==== Records to process ====

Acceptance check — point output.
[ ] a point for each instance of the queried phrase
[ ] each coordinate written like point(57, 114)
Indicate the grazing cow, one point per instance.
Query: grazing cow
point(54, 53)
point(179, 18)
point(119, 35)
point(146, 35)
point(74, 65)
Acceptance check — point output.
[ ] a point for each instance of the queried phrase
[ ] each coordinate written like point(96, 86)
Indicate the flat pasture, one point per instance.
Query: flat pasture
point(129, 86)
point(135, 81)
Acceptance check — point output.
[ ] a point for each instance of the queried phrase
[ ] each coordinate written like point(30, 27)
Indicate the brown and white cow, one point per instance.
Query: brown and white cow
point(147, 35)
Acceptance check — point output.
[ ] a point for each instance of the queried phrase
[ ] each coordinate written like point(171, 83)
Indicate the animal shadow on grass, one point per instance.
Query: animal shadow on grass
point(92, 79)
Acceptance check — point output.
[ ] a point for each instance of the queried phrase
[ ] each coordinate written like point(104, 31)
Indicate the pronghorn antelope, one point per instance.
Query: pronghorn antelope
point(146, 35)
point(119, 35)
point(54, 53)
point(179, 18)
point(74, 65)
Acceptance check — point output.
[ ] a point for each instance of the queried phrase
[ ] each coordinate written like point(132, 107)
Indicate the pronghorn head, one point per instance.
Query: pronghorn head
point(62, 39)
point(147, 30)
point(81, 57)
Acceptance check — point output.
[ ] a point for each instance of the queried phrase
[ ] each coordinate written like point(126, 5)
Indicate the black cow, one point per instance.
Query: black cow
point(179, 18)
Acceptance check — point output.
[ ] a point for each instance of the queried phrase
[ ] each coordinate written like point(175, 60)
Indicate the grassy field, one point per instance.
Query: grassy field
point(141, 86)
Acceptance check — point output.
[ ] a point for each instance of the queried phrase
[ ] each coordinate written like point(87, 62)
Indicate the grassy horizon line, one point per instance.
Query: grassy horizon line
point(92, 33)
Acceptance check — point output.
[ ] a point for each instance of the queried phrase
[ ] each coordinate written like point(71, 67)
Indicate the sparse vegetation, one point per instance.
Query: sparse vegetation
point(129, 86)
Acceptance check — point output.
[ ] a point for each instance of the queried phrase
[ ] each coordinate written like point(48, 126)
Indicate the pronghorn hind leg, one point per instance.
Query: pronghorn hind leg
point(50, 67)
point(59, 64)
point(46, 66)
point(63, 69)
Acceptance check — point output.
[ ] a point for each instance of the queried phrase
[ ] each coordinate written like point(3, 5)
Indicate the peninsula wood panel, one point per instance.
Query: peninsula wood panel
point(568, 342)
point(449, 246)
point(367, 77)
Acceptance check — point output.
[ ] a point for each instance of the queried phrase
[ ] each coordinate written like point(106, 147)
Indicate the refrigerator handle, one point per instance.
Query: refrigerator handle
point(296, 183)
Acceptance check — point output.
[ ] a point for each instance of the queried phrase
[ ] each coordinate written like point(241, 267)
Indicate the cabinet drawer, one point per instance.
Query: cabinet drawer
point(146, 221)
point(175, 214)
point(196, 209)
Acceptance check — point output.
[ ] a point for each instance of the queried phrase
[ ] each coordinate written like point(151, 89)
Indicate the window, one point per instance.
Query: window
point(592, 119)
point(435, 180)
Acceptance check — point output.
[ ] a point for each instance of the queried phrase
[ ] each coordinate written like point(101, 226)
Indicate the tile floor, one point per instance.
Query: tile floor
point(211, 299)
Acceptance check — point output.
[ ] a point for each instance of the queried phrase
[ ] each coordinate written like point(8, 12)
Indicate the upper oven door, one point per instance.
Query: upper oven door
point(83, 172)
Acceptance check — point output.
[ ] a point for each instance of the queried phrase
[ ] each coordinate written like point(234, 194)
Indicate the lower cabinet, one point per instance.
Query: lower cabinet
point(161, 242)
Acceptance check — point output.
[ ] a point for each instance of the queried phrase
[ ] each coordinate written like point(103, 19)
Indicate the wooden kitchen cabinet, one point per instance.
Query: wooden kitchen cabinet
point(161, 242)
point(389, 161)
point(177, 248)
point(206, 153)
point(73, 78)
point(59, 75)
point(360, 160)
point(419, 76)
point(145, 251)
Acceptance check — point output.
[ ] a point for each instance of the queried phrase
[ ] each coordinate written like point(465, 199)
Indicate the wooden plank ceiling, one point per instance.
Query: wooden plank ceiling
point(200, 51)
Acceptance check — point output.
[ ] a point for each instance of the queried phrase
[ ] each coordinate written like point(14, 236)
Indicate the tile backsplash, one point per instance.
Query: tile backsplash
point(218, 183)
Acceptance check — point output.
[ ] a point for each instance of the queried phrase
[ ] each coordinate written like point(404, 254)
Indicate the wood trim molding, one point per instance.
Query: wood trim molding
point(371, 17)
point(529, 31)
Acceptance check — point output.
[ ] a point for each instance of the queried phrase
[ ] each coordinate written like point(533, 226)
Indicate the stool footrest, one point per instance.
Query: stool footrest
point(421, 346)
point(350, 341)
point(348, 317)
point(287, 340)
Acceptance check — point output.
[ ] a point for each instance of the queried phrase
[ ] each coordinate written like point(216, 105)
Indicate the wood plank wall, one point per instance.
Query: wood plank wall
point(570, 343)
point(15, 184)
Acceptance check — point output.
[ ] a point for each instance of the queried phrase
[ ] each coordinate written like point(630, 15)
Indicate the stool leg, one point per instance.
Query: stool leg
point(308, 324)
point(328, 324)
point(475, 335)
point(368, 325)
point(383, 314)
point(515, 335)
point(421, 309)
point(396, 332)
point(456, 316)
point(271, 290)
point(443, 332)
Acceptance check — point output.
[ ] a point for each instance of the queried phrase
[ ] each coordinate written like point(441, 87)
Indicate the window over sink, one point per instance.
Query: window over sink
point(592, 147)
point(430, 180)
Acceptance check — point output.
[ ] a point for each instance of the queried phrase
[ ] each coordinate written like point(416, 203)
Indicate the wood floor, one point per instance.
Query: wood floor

====

Retype all the records above without changing a word.

Acceptance check — point output.
[ ] a point for each instance of the queried phrase
[ ] each coordinate written like point(57, 114)
Indicate the grazing cow, one point per instance.
Query: grazing cow
point(54, 53)
point(179, 18)
point(119, 35)
point(146, 35)
point(74, 65)
Acceptance check — point output.
[ ] a point for each instance of the queried phrase
[ ] each coordinate written like point(96, 86)
Indicate the flat pasture, one point per instance.
Query: flat pasture
point(129, 86)
point(135, 81)
Acceptance check — point output.
[ ] a point for each instance of the queried phrase
[ ] each coordinate written like point(30, 27)
Indicate the brown and white cow, one point per instance.
Query: brown and white cow
point(147, 35)
Acceptance check — point output.
[ ] a point for each instance of the queried phrase
[ ] each coordinate written like point(171, 83)
Indicate the animal shadow on grass, one point per instance.
Query: animal shadow on grass
point(92, 79)
Acceptance check — point output.
[ ] a point for each instance of the queried phrase
[ ] each coordinate written like point(104, 31)
Indicate the pronghorn antelope, one point per instance.
Query: pronghorn antelope
point(146, 35)
point(119, 35)
point(54, 53)
point(179, 18)
point(74, 65)
Acceptance check — point output.
[ ] a point for each instance of the queried phrase
[ ] each coordinate written like point(132, 107)
Indicate the pronghorn head, one point per instance.
Query: pronghorn head
point(62, 39)
point(147, 30)
point(81, 57)
Acceptance check — point output.
[ ] a point for each instance of the queried phrase
[ ] each coordinate written like point(126, 5)
Indicate the black cow, one point per instance.
Query: black cow
point(179, 18)
Acceptance check — point output.
[ ] a point for each instance of the queried phrase
[ ] each coordinate written like point(175, 60)
Indicate the grassy field, one point per instance.
Query: grassy field
point(141, 86)
Acceptance check — point output.
[ ] a point for each instance of the queried phrase
[ ] each coordinate written like point(87, 62)
Indicate the grassy horizon line, one point per instance.
Query: grassy horizon line
point(92, 33)
Acceptance check — point output.
[ ] a point for each instance of the queried phrase
[ ] each coordinate written like point(71, 67)
Indicate the sparse vegetation, one point per instance.
Query: sparse vegetation
point(129, 86)
Acceptance check — point output.
[ ] a point for each instance of the queried phrase
[ ] each coordinate written like point(48, 126)
Indicate the pronghorn hind leg, one point per instance.
Query: pronghorn hind leg
point(50, 67)
point(59, 64)
point(46, 66)
point(63, 69)
Acceptance check — point output.
[ ] a point for each instance of the queried phrase
[ ] each coordinate written like point(3, 5)
Indicate the peninsula wood panel, one point per instance.
Query: peninsula wood panel
point(568, 342)
point(449, 246)
point(367, 77)
Acceptance check — point output.
[ ] a point for each instance of the queried phrase
[ ] each coordinate written like point(106, 147)
Indicate the refrigerator handle, one point per instance.
Query: refrigerator handle
point(296, 183)
Acceptance check — point output.
[ ] a point for each instance of the queried phrase
[ ] each coordinate written like point(241, 267)
Indicate the cabinet drawer, one point per instance.
Query: cabinet drawer
point(146, 221)
point(175, 214)
point(196, 209)
Acceptance check — point output.
[ ] a point for each instance of the queried phrase
[ ] each coordinate written like point(151, 89)
Indicate the window, one point per instance.
Query: window
point(592, 119)
point(435, 180)
Acceptance check — point output.
[ ] a point for each instance of the queried phrase
[ ] each coordinate written like point(101, 226)
Indicate the tile floor, one point per instance.
Query: tile floor
point(211, 299)
Acceptance check — point output.
[ ] a point for each instance of the queried phrase
[ ] each coordinate written like point(8, 12)
Indicate the upper oven door, one point per instance.
Query: upper oven door
point(83, 172)
Acceptance check — point output.
[ ] a point for each instance of the queried phrase
[ ] each coordinate written like point(234, 194)
Indicate the lower cabinet, one point per instance.
Query: lower cabinet
point(161, 242)
Acceptance check — point output.
[ ] a point for each instance of the queried phrase
[ ] each coordinate written like point(103, 19)
Indicate the wooden kitchen cabinet, one point per instance.
Query: wooden kitchen cabinet
point(161, 242)
point(389, 161)
point(177, 248)
point(206, 153)
point(73, 78)
point(59, 75)
point(360, 160)
point(419, 76)
point(145, 251)
Acceptance check — point output.
[ ] a point for each instance of the queried phrase
[ ] each coordinate written like point(465, 199)
Indicate the wooden plank ceiling, one point per instance.
Query: wooden plank ceiling
point(200, 51)
Acceptance check — point output.
[ ] a point for each instance of the queried phrase
[ ] each coordinate written like point(14, 236)
Indicate the tile backsplash, one point per instance.
Query: tile backsplash
point(218, 183)
Acceptance check — point output.
[ ] a point for each instance of the queried phrase
[ ] each coordinate written like point(404, 254)
Indicate the wood trim molding, one point per instance.
Query: wood trim molding
point(371, 17)
point(529, 31)
Acceptance check — point output.
[ ] a point for each instance of the queried phrase
[ ] each coordinate written like point(533, 226)
Indicate the stool footrest, one point per instance.
Query: stool footrest
point(421, 346)
point(350, 341)
point(348, 317)
point(287, 340)
Acceptance check — point output.
[ ] a point for each instance of the queried phrase
[ ] each coordinate written like point(216, 105)
Indicate the wood plank wall, one point per instance.
Query: wood plank wall
point(570, 343)
point(15, 184)
Acceptance check — point output.
[ ] a point for each instance of the queried phrase
[ ] each coordinate written like point(630, 15)
Indicate the stool leg, one point per instance.
Query: stool leg
point(308, 324)
point(328, 324)
point(475, 335)
point(368, 325)
point(383, 314)
point(515, 335)
point(421, 309)
point(396, 332)
point(456, 316)
point(271, 290)
point(443, 332)
Acceptance check — point output.
[ ] a point for each instance of the queried phrase
[ ] each coordinate written like point(441, 87)
Indicate the window over sink, one point per instance.
Query: window over sink
point(592, 147)
point(430, 180)
Acceptance check — point output.
[ ] a point for each instance of the queried phrase
[ ] each coordinate written like point(416, 203)
Indicate the wood floor, one point per instance.
Query: wood floor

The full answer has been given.